• 入力データ

+-------+

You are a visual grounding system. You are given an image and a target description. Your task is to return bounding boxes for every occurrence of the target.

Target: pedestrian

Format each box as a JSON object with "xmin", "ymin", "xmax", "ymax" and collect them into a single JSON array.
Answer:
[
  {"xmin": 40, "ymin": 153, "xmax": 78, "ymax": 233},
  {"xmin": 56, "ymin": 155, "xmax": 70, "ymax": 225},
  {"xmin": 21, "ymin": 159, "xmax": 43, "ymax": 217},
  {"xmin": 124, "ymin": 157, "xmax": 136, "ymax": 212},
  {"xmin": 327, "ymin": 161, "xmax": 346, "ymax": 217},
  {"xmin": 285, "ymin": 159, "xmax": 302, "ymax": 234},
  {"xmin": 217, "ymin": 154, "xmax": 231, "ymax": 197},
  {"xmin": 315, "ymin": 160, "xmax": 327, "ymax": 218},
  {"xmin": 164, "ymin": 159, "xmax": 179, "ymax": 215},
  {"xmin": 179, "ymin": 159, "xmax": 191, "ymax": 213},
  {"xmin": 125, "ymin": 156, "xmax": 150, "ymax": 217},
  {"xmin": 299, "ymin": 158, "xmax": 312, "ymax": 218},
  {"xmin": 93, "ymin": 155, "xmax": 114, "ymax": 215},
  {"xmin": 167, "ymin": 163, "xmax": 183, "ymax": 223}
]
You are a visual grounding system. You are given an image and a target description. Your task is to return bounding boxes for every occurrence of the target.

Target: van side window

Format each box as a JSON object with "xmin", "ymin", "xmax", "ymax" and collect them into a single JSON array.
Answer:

+-------+

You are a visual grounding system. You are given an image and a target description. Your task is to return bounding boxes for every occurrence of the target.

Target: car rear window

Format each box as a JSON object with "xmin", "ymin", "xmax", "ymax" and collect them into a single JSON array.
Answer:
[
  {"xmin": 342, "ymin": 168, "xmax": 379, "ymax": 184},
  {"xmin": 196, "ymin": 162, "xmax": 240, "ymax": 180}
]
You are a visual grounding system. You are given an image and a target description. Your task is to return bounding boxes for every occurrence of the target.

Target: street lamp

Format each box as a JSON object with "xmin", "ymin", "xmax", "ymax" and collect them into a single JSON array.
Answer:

+-------+

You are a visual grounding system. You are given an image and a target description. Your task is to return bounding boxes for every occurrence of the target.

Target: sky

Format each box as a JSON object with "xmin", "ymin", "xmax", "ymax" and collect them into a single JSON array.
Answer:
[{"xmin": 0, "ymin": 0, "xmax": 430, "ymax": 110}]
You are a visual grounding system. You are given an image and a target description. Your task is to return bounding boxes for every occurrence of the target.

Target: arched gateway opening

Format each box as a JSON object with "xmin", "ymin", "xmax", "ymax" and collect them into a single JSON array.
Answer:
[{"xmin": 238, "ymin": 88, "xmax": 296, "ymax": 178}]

+-------+

• 作業指示
上記のレコードから、文字列「window」を含む行をすべて抜き出し、各行をそのまま書き写して報告せよ。

• 最終結果
Target: van side window
Target: car rear window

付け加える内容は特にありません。